(Required actions)
1 - Reproduce the passage of the forum thread on exiting a loop after a delay, starting at "What is it you" and ending at "is too long)".
2 - Continue the forum thread on exiting a loop after a delay from the point where it stops.
=== Source passage ===
Exiting Loop After a Delay Help!

[heroes100]

What is it you are trying to achieve?
I am trying to get a loop to stop after a delay of w.e time.

What is the problem you are having?
I have a loop which generates random symbols and i would like it to stop generating these symbols after a designated time limit.

Describe what you have tried to solve this problem
I have tried to create a variable and make it add to the variable every loop and once it ='s a number it stopes but this will not work for i get a syntax error. :/

Post any relevant code (You may choose to attach the file instead of posting the code if it is too long)

Turing:

loop let := Rand.Int (1,122) put chr (let), "".. end loop end loading

Please specify what version of Turing you are using
4.11 (or i can also load it with 4.0.5)

[BigBear]

You have no exit condition

I think you might want to use a for loop

[heroes100]

How can i make "let" a random int between 1-122 in a for loop?
=== Stored records ===
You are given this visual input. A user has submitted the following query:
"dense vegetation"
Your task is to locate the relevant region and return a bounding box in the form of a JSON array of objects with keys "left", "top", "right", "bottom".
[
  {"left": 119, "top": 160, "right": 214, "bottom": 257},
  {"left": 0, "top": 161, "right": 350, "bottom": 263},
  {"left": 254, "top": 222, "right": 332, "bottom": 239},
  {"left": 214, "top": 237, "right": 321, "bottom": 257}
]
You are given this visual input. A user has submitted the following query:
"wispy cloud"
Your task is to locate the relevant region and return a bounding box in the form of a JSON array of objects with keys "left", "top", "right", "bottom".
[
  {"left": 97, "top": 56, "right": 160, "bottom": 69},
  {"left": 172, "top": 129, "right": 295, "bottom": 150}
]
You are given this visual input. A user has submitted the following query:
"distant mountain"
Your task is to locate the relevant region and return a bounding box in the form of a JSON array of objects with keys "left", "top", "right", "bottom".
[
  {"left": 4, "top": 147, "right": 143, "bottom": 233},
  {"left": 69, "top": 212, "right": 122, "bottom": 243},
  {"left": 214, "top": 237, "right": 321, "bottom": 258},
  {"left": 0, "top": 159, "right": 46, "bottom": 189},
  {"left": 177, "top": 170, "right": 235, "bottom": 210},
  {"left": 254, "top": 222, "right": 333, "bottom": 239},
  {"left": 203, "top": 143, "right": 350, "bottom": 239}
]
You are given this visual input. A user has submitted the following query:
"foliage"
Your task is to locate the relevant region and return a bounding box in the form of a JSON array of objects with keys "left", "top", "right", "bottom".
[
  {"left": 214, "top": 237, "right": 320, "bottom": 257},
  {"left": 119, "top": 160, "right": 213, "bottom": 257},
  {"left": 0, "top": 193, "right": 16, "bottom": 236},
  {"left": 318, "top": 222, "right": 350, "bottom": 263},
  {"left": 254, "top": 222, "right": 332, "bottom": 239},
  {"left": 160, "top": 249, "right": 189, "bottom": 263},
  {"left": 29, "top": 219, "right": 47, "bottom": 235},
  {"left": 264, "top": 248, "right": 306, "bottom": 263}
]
===
(Answers provided)
1 -
What is it you are trying to achieve?
I am trying to get a loop to stop after a delay of w.e time.

What is the problem you are having?
I have a loop which generates random symbols and i would like it to stop generating these symbols after a designated time limit.

Describe what you have tried to solve this problem
I have tried to create a variable and make it add to the variable every loop and once it ='s a number it stopes but this will not work for i get a syntax error. :/

Post any relevant code (You may choose to attach the file instead of posting the code if it is too long)

2 -
Also when it is a for loop how can i exit it with a delay?? :/

[Kharybdis]

Turing:

var let : int var count := 1 loop     randint (let, 1, 5) % (integer value, lowest, highest)     count += 1     put let     exit when let = 2 % exit condition if let = 2 end loop put "let appeared, ", count, " times."

[heroes100]

Thanks for the responses. I have found a way around this. Even though the main question of how you can make a loop stop after a delay hasn't been answered but i have solved the problem. So all is well thx.

[Superskull85]

What do you mean by "stop after a delay?" Do you mean something like this:

Turing:

loop    let := Rand.Int (1,122)    put chr (let), ""..    delay (100)    exit end loop

Or do you mean like what Kharybdis posted:

Turing:

var let : int var count := 1 loop     randint (let, 1, 5) % (integer value, lowest, highest)     count += 1     put let     exit when let = 2 % exit condition if let = 2 end loop put "let appeared, ", count, " times."

Or do you means something like this:

Turing:

var let : int var count : int := 0 loop     let := Rand.Int (1, 122)     count += 1     put chr (let), "" ..     exit when count = 10 end loop

I am a little confused about what you mean.

Anyways, if you wanted to use a for loop with a random upper bound than you could do something like:

Turing:

for i : 1 .. Rand.Int (1, 222)     put chr (i) .. end for

What did you do to solve the problem?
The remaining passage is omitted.